EXERCISE REQUIREMENTS: Pick out every line of the data below that contains the word "green" and copy each one. Case counts.

————————

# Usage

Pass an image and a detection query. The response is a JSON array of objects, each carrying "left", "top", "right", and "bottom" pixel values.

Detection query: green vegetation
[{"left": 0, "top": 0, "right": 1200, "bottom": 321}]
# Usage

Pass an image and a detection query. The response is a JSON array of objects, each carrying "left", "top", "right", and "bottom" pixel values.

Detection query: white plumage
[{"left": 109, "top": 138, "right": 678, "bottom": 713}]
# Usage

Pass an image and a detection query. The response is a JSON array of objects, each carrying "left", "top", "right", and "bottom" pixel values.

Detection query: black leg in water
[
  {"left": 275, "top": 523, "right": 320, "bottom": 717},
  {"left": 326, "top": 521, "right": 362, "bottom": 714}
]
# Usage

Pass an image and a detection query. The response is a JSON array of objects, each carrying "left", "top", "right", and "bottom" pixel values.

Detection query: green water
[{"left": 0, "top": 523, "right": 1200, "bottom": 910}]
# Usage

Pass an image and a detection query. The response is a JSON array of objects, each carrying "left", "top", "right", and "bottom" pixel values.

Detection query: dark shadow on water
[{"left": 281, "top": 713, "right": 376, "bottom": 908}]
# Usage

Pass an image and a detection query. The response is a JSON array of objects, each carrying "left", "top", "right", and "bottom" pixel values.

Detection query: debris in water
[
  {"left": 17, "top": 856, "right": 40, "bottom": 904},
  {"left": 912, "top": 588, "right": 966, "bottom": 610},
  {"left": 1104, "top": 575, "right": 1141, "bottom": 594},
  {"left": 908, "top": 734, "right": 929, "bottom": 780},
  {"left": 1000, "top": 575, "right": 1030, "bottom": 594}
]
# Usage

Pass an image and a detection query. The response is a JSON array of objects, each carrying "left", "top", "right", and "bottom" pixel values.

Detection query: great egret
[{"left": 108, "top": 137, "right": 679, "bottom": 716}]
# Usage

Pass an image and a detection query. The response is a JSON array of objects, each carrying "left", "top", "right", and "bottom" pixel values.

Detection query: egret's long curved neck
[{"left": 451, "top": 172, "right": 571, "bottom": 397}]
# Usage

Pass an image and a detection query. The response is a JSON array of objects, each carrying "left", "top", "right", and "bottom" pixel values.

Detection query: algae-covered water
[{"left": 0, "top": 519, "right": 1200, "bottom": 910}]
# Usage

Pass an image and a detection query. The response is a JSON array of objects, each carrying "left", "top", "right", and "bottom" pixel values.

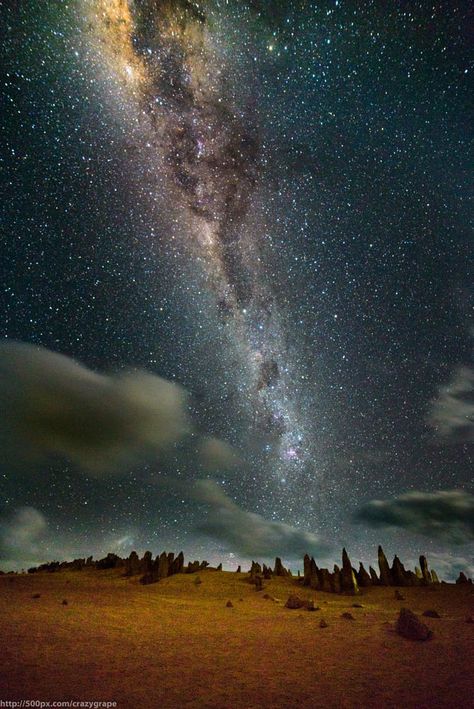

————————

SOLUTION TO THE PROBLEM:
Detection query: green vegetation
Detection query: green water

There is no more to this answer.